Provided text
When patients walk into your office, what will they see? Is it consistent with the way that you want patients to see your practice as a whole? For example, a pediatrician’s office should look child-friendly and unintimidating. The office of a concierge-style practice should convey a sense of luxury. A practice that boasts cutting-edge procedures and equipment should have decor that matches. Old, outdated, worn furniture doesn’t exactly go along with the way that you are trying to brand your practice. At the same time, they don’t really want to see the equipment that the doctors will use to perform the procedures they need–that can be a little intimidating. The idea is to create an environment in your office that matches the way that you want patients to see your practice.

The way you describe your practice in your marketing efforts will create certain expectations in the minds of new patients. If they arrive at your office and your facilities don’t match those expectations, they may be left wondering if your practice really is what it claims to be. It’s all about consistency throughout the entire experience.

3. Your Doctors and Employees

How do your doctors and employees interact with patients? Are your front desk employees welcoming, helpful, and friendly to patients? Do your doctors take the time to fully explain diagnoses and treatment options with patients? Do all employees conduct themselves in a professional manner? All of these things matter when it comes to how patients perceive your brand.

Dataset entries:
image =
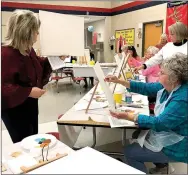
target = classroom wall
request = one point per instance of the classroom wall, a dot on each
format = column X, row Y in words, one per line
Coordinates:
column 138, row 17
column 122, row 21
column 100, row 4
column 99, row 28
column 119, row 3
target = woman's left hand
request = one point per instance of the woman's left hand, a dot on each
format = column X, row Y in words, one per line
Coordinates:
column 62, row 57
column 123, row 115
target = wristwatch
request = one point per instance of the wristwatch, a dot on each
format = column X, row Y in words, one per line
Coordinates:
column 144, row 66
column 136, row 119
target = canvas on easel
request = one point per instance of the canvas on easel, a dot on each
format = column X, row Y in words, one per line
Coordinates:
column 104, row 85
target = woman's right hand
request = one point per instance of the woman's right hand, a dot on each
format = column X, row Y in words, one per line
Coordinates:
column 111, row 78
column 36, row 92
column 138, row 68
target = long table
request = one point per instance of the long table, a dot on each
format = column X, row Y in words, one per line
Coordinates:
column 84, row 161
column 69, row 123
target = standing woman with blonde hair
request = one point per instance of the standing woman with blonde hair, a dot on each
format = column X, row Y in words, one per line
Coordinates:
column 163, row 41
column 178, row 34
column 23, row 75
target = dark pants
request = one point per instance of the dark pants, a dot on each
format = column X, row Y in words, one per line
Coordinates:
column 136, row 156
column 21, row 122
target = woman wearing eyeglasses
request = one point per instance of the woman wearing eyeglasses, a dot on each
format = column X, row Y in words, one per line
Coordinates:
column 178, row 33
column 167, row 137
column 134, row 60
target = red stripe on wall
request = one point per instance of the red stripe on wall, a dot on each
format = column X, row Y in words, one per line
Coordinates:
column 54, row 7
column 129, row 5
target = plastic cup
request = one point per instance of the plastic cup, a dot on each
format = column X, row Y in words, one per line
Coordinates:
column 118, row 98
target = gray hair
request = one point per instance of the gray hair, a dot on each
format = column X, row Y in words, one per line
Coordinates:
column 124, row 47
column 180, row 30
column 152, row 50
column 22, row 27
column 177, row 68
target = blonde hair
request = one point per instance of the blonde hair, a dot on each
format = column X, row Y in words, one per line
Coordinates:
column 152, row 50
column 180, row 30
column 22, row 27
column 124, row 47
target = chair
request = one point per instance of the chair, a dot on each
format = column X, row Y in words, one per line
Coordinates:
column 56, row 134
column 78, row 81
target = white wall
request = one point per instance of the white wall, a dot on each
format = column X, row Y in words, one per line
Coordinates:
column 99, row 28
column 101, row 4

What you need to do
(1) Transcribe part of the practice-branding passage. Begin at the words "The way you" and stop after "perceive your brand.".
(2) Please continue the practice-branding passage after its final sentence.

Responses to the tasks
(1)
The way you describe your practice in your marketing efforts will create certain expectations in the minds of new patients. If they arrive at your office and your facilities don’t match those expectations, they may be left wondering if your practice really is what it claims to be. It’s all about consistency throughout the entire experience.

3. Your Doctors and Employees

How do your doctors and employees interact with patients? Are your front desk employees welcoming, helpful, and friendly to patients? Do your doctors take the time to fully explain diagnoses and treatment options with patients? Do all employees conduct themselves in a professional manner? All of these things matter when it comes to how patients perceive your brand.

(2)
A patient could be completely satisfied with the outcome of the care he or she received at your office, but a rude or negative interaction with one of your employees could make that patient hesitant to return in the future. Patients want to feel that they are being taken care of from the point when they first schedule the appointment and all the way through the treatment process. This is why customer service skills are so important for employees to have. Medical Economics recommends regular training and education for practice employees to make sure that employee attitudes and actions are consistent with the way you want patients to see the practice.

4. Patient Experience

All of the three elements above tie into the patient experience. Beyond that, patient experience really describes the whole of the interactions the patient had with your office. Do your patients leave your office satisfied with the care they received? Did they feel that the doctor really listened during the appointment? Did they feel that the wait time was appropriate? If you keep your patients happy, they will be more likely to recommend your practice to others.

You can do your best to stay true to your brand, but your brand ultimately depends on what your patients think. If you aren’t giving them the experience they expect, you are doing your brand a disservice. That doesn’t mean you have to try to guess what your patients want. Ask your patients to fill out a patient satisfaction survey after the appointment, and monitor your online reviews on sites like Yelp, Healthgrades, and Vitals. These reviews and surveys will give you a better idea of what patients want and whether you are on the right track.

5. Your Visual Branding Elements (Logo, Website, Brochures, etc.)

As we said earlier, those visual marketing elements are an important part of your brand. The right visual elements will be easily-recognizable to your patients. The key is consistency. For starters, your practice should have a logo that you can use on all of your marketing materials. Work with an experienced designer to create a logo that matches up with your branding and looks professional. Your website, business cards, signage, brochures, and any other marketing materials should have your logo.

These visual elements should also convey the same feeling and message that you want patients to experience when they come into your office. For example, it might be difficult for patients to see your practice as “cutting-edge” and “modern” if your website looks like it hasn’t been updated since 2005. All of the components of your branding strategy need to align with each other if you want patients to perceive your practice in a certain way.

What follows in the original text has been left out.